EXTRACTED ENTRIES.
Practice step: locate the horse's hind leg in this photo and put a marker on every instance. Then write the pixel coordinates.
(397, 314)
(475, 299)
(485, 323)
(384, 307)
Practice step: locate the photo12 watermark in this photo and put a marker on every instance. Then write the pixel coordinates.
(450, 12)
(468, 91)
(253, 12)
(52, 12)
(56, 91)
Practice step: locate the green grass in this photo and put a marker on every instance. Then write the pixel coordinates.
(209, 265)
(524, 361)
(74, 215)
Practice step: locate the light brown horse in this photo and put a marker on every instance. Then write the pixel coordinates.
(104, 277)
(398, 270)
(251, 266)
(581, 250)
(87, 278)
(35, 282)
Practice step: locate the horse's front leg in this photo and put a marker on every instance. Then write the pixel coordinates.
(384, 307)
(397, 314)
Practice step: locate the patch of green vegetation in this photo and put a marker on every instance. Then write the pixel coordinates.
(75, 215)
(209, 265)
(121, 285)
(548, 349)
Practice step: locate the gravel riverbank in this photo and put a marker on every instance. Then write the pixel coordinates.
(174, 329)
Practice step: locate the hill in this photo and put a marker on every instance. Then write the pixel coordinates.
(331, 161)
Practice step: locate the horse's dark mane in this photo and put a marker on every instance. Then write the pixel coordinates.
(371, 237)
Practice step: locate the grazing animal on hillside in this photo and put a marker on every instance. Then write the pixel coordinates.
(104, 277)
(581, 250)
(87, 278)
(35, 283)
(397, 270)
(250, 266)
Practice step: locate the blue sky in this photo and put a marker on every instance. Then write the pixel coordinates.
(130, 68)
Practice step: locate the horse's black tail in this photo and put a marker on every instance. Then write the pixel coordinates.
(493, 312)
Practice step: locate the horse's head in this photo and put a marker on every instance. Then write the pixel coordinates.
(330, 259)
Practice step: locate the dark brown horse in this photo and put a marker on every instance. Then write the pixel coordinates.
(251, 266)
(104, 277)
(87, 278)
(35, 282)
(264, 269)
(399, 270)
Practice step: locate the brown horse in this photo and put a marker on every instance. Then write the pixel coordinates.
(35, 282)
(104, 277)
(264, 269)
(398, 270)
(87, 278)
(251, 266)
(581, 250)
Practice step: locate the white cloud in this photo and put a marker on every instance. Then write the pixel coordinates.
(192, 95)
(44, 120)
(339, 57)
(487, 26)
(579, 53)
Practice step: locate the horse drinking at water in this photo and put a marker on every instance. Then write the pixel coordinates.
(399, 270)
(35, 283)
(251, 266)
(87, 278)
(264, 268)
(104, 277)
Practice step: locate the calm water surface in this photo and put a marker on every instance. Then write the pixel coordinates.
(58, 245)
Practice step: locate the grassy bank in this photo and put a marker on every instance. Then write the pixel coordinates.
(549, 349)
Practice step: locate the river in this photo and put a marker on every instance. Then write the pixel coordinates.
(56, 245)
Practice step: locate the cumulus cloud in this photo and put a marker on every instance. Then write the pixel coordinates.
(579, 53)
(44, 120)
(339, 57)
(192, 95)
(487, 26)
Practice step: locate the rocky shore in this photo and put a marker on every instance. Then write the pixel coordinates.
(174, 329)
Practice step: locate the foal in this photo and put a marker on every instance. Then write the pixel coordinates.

WORK REQUEST. Your job is to write out the data exactly as it stands.

EXPECTED ANSWER.
Practice step: locate the horse's hind leg in this photo and put a marker on every instance. Then write the pixel coordinates.
(397, 314)
(475, 299)
(485, 323)
(384, 307)
Practice step: locate the photo12 watermark in this photo and put a marker on every instance. Then write the pixel coordinates.
(450, 12)
(468, 91)
(253, 12)
(52, 12)
(56, 91)
Practice step: locate the green grass in this photo and put a marker on every instance. Then write the pixel coordinates.
(209, 265)
(524, 361)
(74, 215)
Practice step: locate the light brown horse in this photo and put a marker on every instance. Then write the pixel coordinates.
(104, 277)
(398, 270)
(251, 266)
(581, 250)
(87, 278)
(35, 282)
Practice step: locate the horse's front leg in this photo and put a marker on every instance. Then write the pixel coordinates.
(384, 307)
(397, 314)
Practice step: locate the patch of green vegetation in this photo and put a marker on every instance. Then write the pixel coordinates.
(75, 215)
(209, 265)
(121, 285)
(548, 349)
Practice step: locate the gravel riverbank in this photo and put a marker on every instance. Then write the pixel coordinates.
(174, 329)
Practice step: locate the hill in this photo and put a marker on every instance. Then write the pixel coordinates.
(331, 161)
Practice step: locate the horse's dark mane in this photo and put a marker on every instance. Then write the pixel coordinates.
(371, 237)
Practice step: locate the grazing animal on hillside in this photo and put a marker on every instance. Then write the pixel coordinates.
(104, 277)
(581, 250)
(87, 278)
(35, 283)
(397, 270)
(250, 266)
Practice step: locate the blue sky in this photo and put a marker on every instance. Then write the pixel coordinates.
(130, 68)
Practice step: locate the horse's black tail in this photo and put a marker on every instance. Then write the pixel coordinates.
(493, 312)
Practice step: locate the horse's head in this photo and put a marker on every instance. Then write the pixel coordinates.
(330, 259)
Practice step: locate the dark brown horse in this photo and put a marker on every instance. Then write the pixel coordinates.
(251, 266)
(104, 277)
(87, 278)
(35, 282)
(264, 269)
(399, 270)
Practice step: locate the brown horse in this photo and put a marker on every instance. Then write the pixel coordinates.
(35, 282)
(104, 277)
(264, 269)
(398, 270)
(87, 278)
(251, 266)
(581, 250)
Practice step: locate the white cloud in this photo and put a marker on every instance. Then write the pixel coordinates.
(192, 95)
(44, 120)
(339, 57)
(487, 26)
(579, 53)
Practice step: locate the horse drinking at water in this photo and put a marker on every instance. Then write the pixel coordinates.
(399, 270)
(35, 283)
(251, 266)
(87, 278)
(264, 268)
(104, 277)
Practice step: locate the calm water surface in this photo and put a marker on every instance. Then write the pixel coordinates.
(58, 245)
Practice step: locate the grassy bank in this photo and put a marker on every instance. Then write the pixel coordinates.
(549, 349)
Practice step: locate the river in this photo and put a marker on every instance. Then write the pixel coordinates.
(56, 245)
Practice step: locate the cumulus cloud in this photo and put a marker on every instance. Then write the pixel coordinates.
(579, 53)
(44, 120)
(339, 57)
(192, 95)
(487, 26)
Practice step: locate the rocky shore in this photo and put a marker on every instance. Then write the pixel coordinates.
(174, 329)
Practice step: locate the foal in this photo and put a marker on every instance. Then write the pixel coordinates.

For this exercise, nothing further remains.